[Source data]
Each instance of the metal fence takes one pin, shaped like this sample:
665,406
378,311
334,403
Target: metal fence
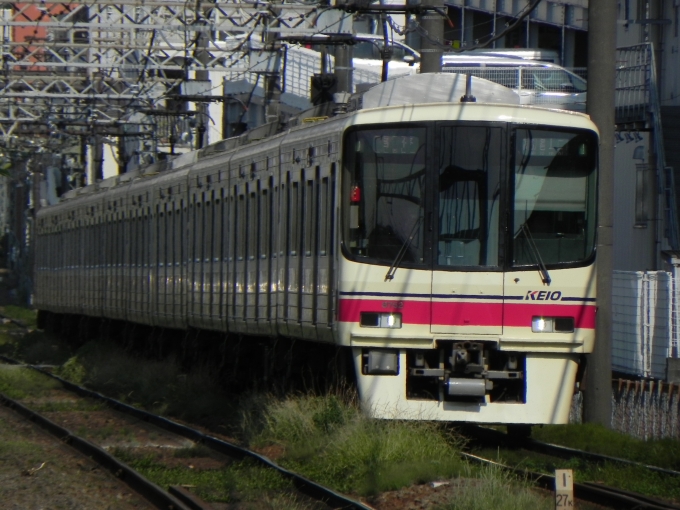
645,322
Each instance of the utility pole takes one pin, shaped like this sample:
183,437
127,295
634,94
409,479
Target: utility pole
601,85
201,53
343,68
432,40
272,84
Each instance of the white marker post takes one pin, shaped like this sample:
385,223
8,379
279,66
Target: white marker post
564,489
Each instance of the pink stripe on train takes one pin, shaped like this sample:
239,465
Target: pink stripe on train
466,313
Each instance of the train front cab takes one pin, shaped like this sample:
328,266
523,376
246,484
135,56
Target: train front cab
467,282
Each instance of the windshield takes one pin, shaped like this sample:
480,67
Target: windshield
452,195
469,192
386,191
554,196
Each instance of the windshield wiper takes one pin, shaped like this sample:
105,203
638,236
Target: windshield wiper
545,277
402,251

= Given instruction =
Can you write out all the items above again, requests included, with each number in the answer pin coordinates increased by 106 and the requests and their sample coordinates left unchanged? Leave the pictures out.

= The completed task =
Each instance of the metal fence takes one pin, shaped like this sample:
665,406
378,311
334,403
Target: metal fence
751,428
Each instance of the utility pole takes one pin, shaped like this sample:
183,437
127,295
634,94
409,479
Target: utility pole
707,191
307,159
449,174
538,146
378,190
Each instance of the white marker post takes one pin, shaped like this sample:
385,223
8,379
279,66
Target: white marker post
670,595
Each instance of the pink stripe on train takes one pin, shaped like this sample:
239,465
Target: pink stripe on train
572,419
Each instance of the train front cab takes one pin, shaped like this sample:
328,266
523,376
246,484
135,56
Target: train front cab
573,388
Each instance of the windshield takes one pin, shaped like this sample:
480,67
Target: windshield
558,301
575,298
492,297
660,302
Each instance of the windshield wiper takes one pin, shaped like this sample:
105,203
638,236
Target: windshield wiper
651,383
508,357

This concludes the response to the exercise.